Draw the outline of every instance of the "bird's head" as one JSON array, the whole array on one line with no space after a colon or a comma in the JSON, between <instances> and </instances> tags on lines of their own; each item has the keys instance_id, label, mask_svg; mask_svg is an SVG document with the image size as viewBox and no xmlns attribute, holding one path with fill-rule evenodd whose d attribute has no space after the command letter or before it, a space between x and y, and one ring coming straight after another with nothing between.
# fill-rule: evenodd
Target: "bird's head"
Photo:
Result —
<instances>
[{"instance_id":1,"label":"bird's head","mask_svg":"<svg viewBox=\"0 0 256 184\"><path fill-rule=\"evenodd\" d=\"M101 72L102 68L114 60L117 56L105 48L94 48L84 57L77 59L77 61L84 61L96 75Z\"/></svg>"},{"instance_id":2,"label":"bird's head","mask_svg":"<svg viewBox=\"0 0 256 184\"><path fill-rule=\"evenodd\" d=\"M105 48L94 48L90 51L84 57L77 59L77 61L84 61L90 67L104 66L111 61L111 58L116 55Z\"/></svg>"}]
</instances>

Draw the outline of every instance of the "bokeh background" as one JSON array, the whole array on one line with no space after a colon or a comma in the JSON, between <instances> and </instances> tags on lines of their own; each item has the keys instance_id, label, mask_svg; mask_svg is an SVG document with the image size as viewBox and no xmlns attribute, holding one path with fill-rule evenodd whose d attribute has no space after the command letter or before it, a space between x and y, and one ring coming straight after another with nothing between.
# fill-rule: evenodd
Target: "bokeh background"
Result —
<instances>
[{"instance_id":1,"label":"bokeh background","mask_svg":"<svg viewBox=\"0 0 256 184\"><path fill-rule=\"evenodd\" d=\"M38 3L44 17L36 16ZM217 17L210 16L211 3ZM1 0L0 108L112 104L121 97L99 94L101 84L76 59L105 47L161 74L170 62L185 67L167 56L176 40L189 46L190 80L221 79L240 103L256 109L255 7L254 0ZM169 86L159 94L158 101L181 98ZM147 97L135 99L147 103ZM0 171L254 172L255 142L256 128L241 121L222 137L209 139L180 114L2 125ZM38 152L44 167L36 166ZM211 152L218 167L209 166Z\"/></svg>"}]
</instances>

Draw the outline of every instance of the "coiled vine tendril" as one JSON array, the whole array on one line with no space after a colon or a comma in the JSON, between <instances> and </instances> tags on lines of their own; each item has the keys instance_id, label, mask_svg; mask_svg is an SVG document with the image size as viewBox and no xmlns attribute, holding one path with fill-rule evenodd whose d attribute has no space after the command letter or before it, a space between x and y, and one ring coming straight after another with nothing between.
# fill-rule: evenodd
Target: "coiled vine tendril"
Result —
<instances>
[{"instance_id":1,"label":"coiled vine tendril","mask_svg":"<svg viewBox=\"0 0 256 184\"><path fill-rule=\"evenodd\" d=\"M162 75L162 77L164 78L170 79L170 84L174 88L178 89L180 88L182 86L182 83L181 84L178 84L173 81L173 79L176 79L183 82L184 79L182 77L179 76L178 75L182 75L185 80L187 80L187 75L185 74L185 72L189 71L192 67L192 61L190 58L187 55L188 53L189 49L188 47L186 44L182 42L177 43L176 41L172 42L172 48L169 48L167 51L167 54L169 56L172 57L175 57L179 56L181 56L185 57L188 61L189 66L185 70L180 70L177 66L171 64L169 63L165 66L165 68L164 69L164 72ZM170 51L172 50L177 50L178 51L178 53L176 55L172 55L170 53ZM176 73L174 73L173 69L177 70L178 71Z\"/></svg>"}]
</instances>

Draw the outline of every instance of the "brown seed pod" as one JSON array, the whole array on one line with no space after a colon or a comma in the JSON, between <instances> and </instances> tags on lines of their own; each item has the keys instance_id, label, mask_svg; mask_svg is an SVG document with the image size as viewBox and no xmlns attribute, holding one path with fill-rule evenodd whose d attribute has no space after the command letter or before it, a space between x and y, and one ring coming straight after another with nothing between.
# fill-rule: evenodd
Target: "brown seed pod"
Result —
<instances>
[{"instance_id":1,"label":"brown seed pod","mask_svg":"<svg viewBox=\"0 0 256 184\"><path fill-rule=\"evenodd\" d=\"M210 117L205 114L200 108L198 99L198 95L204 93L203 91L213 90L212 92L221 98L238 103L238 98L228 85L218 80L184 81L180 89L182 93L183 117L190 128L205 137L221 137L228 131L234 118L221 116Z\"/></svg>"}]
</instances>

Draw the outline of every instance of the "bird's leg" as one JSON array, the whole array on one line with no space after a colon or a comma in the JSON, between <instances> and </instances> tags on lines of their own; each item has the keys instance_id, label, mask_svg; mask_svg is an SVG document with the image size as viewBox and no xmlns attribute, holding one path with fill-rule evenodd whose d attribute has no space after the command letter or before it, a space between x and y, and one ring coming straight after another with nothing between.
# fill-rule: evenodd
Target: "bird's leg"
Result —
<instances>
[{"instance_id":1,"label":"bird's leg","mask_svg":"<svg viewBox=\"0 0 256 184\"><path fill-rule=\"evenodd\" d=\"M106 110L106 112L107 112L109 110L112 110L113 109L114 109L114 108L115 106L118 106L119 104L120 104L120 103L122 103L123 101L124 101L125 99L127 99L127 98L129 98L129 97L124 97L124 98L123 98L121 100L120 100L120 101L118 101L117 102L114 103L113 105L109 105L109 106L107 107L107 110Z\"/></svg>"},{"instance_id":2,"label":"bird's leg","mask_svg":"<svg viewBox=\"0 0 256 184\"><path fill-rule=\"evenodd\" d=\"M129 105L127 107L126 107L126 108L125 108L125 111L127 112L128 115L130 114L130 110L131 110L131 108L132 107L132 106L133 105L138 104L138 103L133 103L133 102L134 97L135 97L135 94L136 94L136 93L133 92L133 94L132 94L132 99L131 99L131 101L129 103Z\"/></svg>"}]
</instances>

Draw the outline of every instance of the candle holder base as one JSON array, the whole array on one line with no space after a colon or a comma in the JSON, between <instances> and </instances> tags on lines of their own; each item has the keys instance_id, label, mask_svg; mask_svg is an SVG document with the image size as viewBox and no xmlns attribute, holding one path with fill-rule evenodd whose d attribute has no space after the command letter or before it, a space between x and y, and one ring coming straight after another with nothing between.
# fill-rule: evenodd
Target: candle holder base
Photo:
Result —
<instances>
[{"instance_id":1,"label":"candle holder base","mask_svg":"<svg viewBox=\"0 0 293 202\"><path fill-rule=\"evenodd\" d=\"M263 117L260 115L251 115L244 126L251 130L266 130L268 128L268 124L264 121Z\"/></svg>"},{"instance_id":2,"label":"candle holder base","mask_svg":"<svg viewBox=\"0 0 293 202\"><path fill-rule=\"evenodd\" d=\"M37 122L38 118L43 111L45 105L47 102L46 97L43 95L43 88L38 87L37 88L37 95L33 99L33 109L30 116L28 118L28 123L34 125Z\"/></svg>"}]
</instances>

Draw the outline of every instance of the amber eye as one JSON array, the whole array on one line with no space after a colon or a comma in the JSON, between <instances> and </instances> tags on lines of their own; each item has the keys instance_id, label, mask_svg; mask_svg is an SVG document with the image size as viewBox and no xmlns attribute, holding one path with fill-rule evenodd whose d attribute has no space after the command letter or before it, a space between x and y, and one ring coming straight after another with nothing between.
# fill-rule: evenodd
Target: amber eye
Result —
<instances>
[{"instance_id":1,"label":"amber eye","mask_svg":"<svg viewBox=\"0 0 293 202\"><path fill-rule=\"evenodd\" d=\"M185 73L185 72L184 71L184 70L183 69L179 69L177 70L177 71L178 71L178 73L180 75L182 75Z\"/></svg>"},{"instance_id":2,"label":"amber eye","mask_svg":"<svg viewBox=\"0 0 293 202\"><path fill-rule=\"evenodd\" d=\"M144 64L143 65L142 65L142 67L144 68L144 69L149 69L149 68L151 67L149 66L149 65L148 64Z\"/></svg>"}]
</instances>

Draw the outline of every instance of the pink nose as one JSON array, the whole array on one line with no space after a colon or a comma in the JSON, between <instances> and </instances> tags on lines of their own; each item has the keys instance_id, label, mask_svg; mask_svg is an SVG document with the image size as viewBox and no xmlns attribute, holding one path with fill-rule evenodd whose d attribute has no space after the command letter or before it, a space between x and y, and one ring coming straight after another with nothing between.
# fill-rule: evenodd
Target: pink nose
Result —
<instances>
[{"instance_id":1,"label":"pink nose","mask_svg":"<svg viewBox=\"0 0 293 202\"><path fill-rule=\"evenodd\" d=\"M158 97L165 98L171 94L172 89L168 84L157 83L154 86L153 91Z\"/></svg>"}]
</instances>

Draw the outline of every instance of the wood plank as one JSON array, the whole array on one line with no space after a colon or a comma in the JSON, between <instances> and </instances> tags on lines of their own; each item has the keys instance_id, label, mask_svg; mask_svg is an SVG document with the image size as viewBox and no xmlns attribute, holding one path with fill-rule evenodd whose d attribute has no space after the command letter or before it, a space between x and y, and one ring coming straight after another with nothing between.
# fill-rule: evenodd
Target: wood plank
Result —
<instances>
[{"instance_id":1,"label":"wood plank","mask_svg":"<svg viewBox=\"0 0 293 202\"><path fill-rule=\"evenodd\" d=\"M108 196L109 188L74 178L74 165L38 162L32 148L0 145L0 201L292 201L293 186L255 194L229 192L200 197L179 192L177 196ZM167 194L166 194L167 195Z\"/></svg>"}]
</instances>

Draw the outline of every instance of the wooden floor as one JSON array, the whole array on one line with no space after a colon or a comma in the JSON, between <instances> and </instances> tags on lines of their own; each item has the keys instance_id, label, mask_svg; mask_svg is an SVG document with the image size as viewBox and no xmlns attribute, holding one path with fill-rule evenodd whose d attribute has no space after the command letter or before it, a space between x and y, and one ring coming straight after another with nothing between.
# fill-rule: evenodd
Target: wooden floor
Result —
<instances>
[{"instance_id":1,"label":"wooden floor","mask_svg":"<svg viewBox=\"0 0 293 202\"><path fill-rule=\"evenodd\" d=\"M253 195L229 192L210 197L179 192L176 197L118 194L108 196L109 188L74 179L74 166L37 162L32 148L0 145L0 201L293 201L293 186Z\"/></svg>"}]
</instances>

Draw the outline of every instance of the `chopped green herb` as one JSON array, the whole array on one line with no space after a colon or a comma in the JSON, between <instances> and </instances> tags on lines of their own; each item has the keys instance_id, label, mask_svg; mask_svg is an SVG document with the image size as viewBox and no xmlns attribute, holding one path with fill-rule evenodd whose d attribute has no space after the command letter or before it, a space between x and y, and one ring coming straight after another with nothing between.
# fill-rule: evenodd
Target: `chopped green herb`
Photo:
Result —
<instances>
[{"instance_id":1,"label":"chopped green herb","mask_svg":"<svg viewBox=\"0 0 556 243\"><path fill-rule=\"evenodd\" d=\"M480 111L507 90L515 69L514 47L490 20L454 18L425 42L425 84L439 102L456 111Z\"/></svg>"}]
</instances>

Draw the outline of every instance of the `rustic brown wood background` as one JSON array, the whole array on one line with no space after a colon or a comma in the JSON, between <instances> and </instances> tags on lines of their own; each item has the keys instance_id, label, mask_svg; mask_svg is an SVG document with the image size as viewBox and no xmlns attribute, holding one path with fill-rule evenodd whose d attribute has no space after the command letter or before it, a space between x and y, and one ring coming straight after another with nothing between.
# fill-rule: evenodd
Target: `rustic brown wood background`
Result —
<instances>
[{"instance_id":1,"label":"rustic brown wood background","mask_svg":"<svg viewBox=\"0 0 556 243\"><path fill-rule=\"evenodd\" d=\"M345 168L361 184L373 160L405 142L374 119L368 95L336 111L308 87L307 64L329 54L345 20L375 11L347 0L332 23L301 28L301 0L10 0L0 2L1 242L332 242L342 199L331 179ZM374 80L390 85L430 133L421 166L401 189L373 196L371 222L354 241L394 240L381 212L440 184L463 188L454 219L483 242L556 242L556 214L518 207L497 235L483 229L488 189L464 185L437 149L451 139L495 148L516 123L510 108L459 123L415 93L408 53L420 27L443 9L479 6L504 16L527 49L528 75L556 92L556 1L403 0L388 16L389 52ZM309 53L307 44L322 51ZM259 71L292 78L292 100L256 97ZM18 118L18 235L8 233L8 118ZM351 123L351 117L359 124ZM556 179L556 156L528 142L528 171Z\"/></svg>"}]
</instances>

● **The task**:
Locate every line in the records above that contains the string "chopped", and copy each of those lines in full.

● **Exercise result**:
Draw the outline of every instance of the `chopped green herb` as one JSON array, the whole array on one line with no space after a colon or a comma in the JSON, between <instances> and </instances> tags on lines of their own; each item has the keys instance_id, label, mask_svg; mask_svg is an SVG document with the image size as viewBox and no xmlns attribute, holding one path with fill-rule evenodd whose d attribute has no space after the command letter or before it, a space between x and y, and one ring coming straight after another with nothing between.
Target: `chopped green herb`
[{"instance_id":1,"label":"chopped green herb","mask_svg":"<svg viewBox=\"0 0 556 243\"><path fill-rule=\"evenodd\" d=\"M480 111L507 90L515 69L514 47L490 20L454 18L425 42L425 84L439 102L456 111Z\"/></svg>"}]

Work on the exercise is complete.